### Action item
From the records below, copy the lines that include "sheep".

Data supplied: Begin

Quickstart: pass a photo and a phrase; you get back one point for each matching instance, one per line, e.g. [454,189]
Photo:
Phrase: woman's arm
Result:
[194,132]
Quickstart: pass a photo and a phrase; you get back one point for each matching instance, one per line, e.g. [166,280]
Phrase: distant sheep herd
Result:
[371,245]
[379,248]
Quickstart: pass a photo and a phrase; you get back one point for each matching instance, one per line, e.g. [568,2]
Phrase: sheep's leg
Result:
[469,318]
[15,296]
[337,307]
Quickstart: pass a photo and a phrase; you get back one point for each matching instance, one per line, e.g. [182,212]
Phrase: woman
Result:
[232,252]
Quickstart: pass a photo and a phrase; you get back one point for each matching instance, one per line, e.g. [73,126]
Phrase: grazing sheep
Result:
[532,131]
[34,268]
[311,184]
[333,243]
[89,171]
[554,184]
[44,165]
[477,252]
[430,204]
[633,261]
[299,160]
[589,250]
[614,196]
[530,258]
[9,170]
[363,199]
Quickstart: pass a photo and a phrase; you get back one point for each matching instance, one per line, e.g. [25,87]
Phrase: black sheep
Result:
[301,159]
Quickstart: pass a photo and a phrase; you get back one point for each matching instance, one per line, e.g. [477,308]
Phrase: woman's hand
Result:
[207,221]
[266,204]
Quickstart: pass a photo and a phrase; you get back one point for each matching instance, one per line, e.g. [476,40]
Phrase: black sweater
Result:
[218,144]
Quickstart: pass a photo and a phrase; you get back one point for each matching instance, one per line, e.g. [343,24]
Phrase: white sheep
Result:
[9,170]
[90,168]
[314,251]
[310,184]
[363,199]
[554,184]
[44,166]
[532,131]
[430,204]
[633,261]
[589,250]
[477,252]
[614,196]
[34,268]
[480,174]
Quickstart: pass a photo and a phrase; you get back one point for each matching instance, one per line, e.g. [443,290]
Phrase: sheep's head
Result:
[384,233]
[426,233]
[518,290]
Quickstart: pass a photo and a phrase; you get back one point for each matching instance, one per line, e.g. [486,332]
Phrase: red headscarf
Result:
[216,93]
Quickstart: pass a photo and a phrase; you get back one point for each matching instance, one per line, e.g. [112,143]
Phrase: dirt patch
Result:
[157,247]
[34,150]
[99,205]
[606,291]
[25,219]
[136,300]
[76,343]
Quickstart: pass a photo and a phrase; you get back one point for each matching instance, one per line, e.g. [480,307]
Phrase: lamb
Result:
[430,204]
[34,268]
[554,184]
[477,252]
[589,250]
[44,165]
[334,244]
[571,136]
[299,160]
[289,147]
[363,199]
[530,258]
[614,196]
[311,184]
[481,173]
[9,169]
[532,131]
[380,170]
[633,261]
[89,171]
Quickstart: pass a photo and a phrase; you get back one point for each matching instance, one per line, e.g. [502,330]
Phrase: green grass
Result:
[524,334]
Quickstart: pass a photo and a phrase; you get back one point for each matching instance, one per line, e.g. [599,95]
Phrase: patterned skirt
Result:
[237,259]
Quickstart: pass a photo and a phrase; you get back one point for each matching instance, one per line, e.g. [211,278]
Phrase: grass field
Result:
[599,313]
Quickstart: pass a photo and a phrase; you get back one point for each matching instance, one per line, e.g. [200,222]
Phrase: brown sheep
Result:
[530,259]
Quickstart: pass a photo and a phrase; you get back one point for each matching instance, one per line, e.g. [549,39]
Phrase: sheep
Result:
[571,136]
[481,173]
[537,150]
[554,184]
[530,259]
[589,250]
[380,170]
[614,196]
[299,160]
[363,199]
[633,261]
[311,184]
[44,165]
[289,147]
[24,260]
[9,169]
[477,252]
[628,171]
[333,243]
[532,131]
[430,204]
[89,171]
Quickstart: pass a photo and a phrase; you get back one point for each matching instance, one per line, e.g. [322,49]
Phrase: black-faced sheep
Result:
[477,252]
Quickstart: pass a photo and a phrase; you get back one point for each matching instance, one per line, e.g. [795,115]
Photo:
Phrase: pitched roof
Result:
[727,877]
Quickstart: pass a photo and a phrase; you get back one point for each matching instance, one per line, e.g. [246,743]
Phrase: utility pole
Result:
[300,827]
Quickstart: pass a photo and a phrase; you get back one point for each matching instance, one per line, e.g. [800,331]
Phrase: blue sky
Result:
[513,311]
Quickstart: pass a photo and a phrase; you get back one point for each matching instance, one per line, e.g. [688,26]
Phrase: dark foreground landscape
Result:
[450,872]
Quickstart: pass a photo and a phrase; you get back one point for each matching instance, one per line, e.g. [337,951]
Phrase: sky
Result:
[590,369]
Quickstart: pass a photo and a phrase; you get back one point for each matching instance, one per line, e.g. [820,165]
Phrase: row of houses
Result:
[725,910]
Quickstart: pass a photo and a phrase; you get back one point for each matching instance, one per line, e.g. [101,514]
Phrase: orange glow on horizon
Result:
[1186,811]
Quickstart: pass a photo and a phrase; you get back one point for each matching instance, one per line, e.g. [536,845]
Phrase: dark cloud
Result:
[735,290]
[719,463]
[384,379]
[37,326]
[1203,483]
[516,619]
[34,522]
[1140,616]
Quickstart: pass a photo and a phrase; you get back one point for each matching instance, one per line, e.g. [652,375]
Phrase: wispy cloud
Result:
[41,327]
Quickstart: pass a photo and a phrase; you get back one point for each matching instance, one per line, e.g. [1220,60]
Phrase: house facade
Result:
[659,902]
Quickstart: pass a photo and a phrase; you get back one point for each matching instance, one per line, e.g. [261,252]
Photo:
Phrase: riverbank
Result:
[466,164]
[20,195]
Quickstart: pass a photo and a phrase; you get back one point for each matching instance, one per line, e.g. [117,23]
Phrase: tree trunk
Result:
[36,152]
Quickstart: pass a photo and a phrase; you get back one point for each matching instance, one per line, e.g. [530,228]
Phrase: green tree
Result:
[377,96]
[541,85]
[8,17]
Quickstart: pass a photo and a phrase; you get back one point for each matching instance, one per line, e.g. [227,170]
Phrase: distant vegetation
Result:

Data supplied: End

### Completed exercise
Phrase: distant sheep herd
Phrase: sheep's leg
Phrase: grazing sheep
Phrase: black sheep
Phrase: white sheep
Phrase: sheep's head
Phrase: brown sheep
Phrase: sheep
Phrase: black-faced sheep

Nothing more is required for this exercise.